Exactly as they appear, set down all of the records.

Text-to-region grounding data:
..............................
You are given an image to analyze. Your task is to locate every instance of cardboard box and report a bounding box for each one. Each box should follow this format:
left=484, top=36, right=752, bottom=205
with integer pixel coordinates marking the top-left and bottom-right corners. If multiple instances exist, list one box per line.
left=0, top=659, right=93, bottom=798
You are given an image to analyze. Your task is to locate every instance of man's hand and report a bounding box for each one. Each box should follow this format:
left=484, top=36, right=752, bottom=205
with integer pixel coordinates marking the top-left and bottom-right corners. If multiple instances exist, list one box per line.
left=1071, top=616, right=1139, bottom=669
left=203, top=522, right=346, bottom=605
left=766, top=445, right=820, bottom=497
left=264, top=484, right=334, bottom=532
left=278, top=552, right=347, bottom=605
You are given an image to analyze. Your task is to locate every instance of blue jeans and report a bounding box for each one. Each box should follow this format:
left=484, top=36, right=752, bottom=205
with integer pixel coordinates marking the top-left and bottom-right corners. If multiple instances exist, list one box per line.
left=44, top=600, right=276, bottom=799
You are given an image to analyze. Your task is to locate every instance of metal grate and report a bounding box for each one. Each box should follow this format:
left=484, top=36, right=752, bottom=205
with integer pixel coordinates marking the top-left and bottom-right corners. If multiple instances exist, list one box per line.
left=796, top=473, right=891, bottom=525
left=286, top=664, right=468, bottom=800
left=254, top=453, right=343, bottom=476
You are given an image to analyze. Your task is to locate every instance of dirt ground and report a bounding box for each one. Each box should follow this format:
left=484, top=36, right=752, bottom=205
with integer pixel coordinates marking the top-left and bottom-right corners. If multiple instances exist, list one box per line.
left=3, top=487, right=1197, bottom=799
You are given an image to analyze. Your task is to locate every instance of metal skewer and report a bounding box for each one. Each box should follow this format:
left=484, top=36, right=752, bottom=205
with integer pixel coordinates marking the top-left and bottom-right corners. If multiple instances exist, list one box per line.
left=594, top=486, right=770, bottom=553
..............................
RESULT BELOW:
You are given an image to analyze. Your task is to locate every instance of cardboard box and report a bounding box for each one. Each box should follow this format:
left=484, top=36, right=752, bottom=205
with integer pixel coordinates marking the top-left and bottom-right corners. If multiple instances exist, list one box per line.
left=0, top=659, right=93, bottom=798
You are given an image to analyze. Your task is to locate every instance of man's hand and report a bounding box for each one. Each box should follow this format:
left=484, top=36, right=752, bottom=205
with integer pixel coordinates marking the top-left and bottom-right corners. If multiple instances exist, list one box per line.
left=1071, top=616, right=1139, bottom=669
left=203, top=522, right=346, bottom=605
left=766, top=445, right=820, bottom=497
left=264, top=484, right=334, bottom=532
left=278, top=552, right=347, bottom=605
You are given an image to analyze. Your task is to locate every instance of blue jeans and report a bounding box for each one. Each box should follow this format:
left=484, top=36, right=752, bottom=205
with integer pixel coordinates marking the top-left and bottom-right corners. If multiple instances exist, list one box per line.
left=44, top=600, right=276, bottom=799
You are given an image to analyze. Your task is to locate every instance of metal grate and report a bounding box for each one. Each box should follow this format:
left=484, top=36, right=752, bottom=205
with integer pixel coordinates marking the top-left and bottom-right corners. If multiple instances exist, list one box per line.
left=796, top=473, right=891, bottom=525
left=286, top=664, right=468, bottom=800
left=254, top=453, right=343, bottom=476
You are given an image to analyze. Your task is to locate every instance of dirt ground and report a bounding box for each one. Each box should follow this format:
left=484, top=36, right=752, bottom=205
with integer pixel coordinates marking the top-left and bottom-right corners. If multiple instances exist, list one box per line.
left=3, top=487, right=1197, bottom=799
You are given an image to analyze. Your task is to locate every instance of metal skewer and report a bounding box for each one. Each box should follow this format:
left=484, top=36, right=752, bottom=205
with integer pixel coordinates marking the top-left and bottom-right corners. If multiple instances exist, list one box per line.
left=594, top=486, right=770, bottom=553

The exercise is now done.